■ SHORT EXERCISE: Can you reproduce the part of the pheasant hunt thread that opens with "We are putting" and closes with "great, please keep us informed!", swapping "December" for "November"?

-- START TEXT EXCERPT --

# Becoming an Out-Door Women pheasant hunt



## Worm Dunker (Sep 11, 2000)

We are putting a Becoming an Out-door Women pheasant hunt together in December it will be in the Lansing area (hopefully). We had this hunt last year and a great time was had by all. It's still in the planning stage but were are hopefully will include shooting clay targets and a grouse and woodcock lunch and see some darn fine dog work. I will try to keep up dated as when dates and place becomes final. It will be open to 15 to 16 women only.


----------



## Aspen Hill Adventures (Feb 25, 2001)

Worm,

That sounds great, please keep us informed!


----------



## Hope (Nov 25, 2000)

Yes, please keep us informed!


----------



## QueenSalmon (Feb 23, 2001)

Worm Dunker

Do you need experience to join in on the fun? I would love to go pheasant hunting!!!!!!!! I have my own 20 gauge and I do pretty good on still targets but I need practice on moving targets Please keep us informed on the details it sounds like a great time!!!!

QueenSalmon


----------



## Worm Dunker (Sep 11, 2000)

No you don't need any experience they usally have a couple gun instructors and you shoot skeet before you hunt.Most women shoot poorly due to they use husban or boyfriends gun that doesn't fit. During the hunt we use pointing dogs so you can get in a position(most of the time)for a shoot. In the Sunday paper there is a outing at Sleeper State park says hunting with dogs sponsored by B.O.W. and Ruff Grouse call Nancy Thurston 810-392-2111. I don't know them or if they shoot birds or not. As soon as we get a date I will post it but it will fill quick most of the women I took fishing will be there. I just hope my dogs live up to all the braging they had to listen to.

-- END TEXT EXCERPT --
-- START RECORD EXCERPTS --

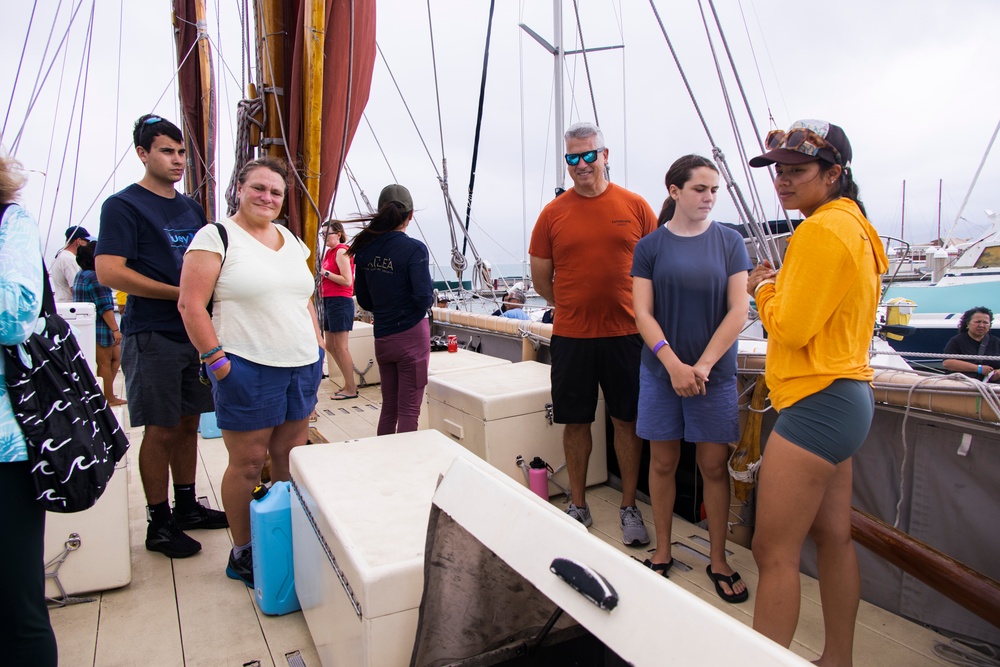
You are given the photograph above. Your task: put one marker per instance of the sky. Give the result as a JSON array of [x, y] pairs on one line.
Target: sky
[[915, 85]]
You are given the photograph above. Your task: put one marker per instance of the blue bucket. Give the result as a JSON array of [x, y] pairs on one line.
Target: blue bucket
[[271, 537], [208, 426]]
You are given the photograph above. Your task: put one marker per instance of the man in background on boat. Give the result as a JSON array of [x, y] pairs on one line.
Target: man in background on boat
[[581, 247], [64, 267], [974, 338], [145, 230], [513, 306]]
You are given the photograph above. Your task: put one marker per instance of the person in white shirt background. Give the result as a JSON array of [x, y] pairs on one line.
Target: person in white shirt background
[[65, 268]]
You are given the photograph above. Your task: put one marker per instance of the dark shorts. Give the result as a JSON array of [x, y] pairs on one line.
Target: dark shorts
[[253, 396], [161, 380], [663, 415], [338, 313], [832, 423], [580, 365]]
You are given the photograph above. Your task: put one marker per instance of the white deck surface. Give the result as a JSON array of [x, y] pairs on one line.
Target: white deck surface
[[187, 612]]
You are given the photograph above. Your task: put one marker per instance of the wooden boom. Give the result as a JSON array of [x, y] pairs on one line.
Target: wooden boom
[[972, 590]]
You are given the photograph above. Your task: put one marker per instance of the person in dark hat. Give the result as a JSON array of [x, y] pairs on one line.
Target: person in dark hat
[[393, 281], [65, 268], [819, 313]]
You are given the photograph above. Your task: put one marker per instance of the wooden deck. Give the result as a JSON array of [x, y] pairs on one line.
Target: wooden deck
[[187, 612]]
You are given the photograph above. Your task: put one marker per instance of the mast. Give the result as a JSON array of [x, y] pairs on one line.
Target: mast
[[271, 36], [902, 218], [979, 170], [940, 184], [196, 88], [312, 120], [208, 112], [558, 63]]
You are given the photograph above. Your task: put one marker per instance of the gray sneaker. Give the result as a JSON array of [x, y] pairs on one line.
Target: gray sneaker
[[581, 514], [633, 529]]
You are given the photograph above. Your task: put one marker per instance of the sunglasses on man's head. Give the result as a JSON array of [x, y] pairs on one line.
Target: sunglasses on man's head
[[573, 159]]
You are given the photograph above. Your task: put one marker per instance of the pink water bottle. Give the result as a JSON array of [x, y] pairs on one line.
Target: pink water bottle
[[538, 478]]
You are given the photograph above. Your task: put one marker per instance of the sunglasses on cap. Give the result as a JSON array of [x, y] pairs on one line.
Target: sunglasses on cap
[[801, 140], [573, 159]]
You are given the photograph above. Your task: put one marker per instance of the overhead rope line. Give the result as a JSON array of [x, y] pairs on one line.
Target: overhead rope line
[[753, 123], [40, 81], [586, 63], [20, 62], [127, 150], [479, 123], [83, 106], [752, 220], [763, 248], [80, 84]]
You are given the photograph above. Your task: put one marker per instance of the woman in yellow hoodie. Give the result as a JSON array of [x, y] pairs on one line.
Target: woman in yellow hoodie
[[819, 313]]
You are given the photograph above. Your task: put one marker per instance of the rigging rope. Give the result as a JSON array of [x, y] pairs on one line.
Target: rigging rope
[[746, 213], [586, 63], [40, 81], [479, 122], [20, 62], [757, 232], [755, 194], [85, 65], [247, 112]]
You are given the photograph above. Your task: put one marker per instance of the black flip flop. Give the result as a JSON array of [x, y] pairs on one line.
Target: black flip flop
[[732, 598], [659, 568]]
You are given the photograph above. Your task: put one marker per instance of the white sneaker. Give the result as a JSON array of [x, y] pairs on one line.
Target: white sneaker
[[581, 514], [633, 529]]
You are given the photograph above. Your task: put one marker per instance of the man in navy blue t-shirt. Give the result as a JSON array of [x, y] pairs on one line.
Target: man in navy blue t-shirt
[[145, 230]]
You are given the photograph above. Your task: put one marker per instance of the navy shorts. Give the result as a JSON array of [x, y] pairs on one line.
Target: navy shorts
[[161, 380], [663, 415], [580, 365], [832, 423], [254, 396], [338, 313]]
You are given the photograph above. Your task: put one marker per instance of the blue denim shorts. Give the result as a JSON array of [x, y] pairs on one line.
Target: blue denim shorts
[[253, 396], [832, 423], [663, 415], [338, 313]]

-- END RECORD EXCERPTS --
-- START RECORD EXCERPTS --

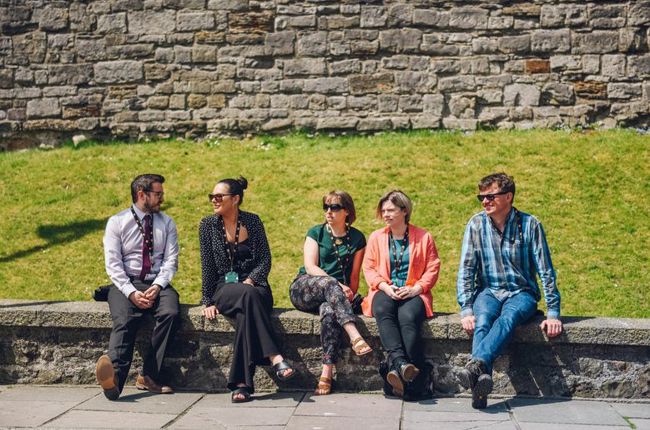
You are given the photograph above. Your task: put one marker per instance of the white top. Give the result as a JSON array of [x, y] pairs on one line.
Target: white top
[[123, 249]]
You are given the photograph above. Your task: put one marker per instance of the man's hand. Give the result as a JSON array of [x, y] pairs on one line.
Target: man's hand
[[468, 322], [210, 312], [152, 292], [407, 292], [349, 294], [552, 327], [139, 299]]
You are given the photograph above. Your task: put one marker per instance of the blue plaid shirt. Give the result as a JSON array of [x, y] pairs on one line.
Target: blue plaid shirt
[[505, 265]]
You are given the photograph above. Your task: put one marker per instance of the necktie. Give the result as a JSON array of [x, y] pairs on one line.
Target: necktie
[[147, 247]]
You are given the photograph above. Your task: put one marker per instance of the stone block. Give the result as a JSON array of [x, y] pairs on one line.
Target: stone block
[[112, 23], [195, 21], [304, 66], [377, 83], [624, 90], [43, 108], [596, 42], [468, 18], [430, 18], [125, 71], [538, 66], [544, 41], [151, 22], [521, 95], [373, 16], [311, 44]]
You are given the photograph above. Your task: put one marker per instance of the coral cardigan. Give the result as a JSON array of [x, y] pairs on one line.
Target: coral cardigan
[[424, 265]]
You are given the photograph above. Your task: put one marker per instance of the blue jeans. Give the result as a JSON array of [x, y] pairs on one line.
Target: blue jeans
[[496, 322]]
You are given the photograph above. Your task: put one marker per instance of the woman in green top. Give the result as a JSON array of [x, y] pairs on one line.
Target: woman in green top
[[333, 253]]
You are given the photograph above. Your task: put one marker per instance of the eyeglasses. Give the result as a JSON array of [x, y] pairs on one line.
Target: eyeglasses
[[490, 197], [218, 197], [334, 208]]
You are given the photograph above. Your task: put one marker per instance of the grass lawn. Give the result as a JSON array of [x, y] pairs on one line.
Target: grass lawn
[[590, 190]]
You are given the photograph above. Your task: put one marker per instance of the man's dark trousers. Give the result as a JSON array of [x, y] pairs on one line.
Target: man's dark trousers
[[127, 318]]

-- END RECORD EXCERPTS --
-- START RECORD EXCERPTS --

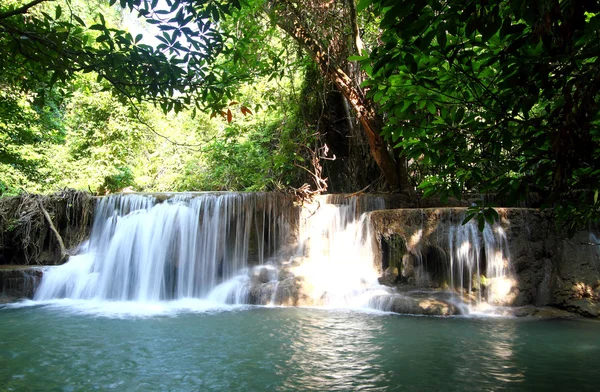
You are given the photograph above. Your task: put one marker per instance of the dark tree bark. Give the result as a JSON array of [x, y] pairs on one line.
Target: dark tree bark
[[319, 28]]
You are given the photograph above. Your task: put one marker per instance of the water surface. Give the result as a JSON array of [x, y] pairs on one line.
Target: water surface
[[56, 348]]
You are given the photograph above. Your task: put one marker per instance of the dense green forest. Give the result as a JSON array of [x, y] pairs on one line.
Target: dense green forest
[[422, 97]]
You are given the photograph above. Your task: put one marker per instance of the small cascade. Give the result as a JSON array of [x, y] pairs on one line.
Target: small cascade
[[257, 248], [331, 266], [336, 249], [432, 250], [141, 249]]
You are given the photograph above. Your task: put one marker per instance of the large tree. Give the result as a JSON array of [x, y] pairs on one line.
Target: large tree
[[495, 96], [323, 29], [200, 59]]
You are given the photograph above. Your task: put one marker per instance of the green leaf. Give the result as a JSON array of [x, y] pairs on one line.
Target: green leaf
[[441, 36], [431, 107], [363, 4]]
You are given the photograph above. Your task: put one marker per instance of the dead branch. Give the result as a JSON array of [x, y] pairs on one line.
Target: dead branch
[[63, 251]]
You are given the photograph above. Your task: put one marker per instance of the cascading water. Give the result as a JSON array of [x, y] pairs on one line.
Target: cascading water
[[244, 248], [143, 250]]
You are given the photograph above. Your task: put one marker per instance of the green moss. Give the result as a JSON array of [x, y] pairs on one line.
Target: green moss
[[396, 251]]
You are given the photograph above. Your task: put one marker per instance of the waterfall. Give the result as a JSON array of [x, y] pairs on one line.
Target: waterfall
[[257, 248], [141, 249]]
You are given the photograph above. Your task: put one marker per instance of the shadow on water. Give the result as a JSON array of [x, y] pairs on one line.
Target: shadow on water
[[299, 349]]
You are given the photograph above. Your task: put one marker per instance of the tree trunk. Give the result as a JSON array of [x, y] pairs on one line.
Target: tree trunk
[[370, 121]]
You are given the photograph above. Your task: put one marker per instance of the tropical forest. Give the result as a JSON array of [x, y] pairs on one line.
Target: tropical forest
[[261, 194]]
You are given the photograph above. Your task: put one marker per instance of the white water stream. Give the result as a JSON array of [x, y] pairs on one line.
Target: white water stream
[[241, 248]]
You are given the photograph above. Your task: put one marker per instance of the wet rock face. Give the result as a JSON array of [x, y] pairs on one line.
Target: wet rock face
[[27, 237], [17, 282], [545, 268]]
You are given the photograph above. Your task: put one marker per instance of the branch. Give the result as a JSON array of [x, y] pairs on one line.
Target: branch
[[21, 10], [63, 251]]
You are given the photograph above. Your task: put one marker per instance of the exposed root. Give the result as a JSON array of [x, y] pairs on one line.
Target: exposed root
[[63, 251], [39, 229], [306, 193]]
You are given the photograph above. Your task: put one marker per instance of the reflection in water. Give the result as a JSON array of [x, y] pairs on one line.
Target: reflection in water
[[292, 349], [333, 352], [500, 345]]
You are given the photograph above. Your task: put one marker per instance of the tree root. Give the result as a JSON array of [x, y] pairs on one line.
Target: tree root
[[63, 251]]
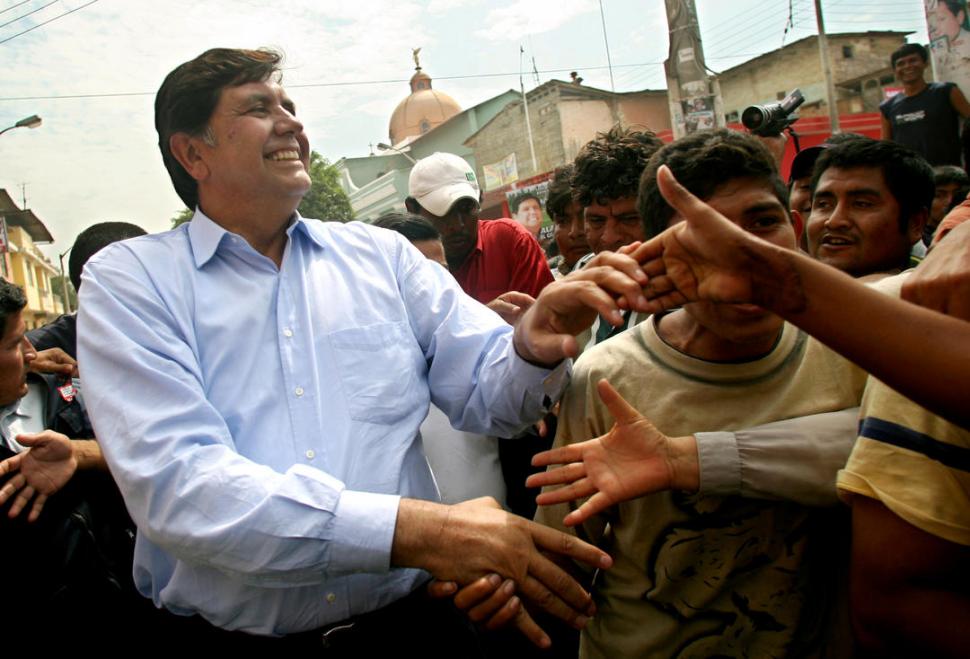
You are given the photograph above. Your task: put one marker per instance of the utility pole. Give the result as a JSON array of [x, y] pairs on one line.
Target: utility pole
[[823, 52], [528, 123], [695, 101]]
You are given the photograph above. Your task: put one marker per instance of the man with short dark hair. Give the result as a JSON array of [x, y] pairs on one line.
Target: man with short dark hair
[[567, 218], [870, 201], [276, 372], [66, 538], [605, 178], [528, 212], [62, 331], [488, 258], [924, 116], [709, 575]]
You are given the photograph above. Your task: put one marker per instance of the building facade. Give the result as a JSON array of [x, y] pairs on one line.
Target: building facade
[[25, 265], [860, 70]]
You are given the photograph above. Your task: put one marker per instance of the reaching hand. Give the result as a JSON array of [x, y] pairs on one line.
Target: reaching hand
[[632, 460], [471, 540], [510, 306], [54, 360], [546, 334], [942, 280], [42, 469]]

-- END RECORD EXCERPTS --

■ FINISHED EXERCISE:
We are putting a Becoming an Out-door Women pheasant hunt together in November it will be in the Lansing area (hopefully). We had this hunt last year and a great time was had by all. It's still in the planning stage but were are hopefully will include shooting clay targets and a grouse and woodcock lunch and see some darn fine dog work. I will try to keep up dated as when dates and place becomes final. It will be open to 15 to 16 women only.


----------



## Aspen Hill Adventures (Feb 25, 2001)

Worm,

That sounds great, please keep us informed!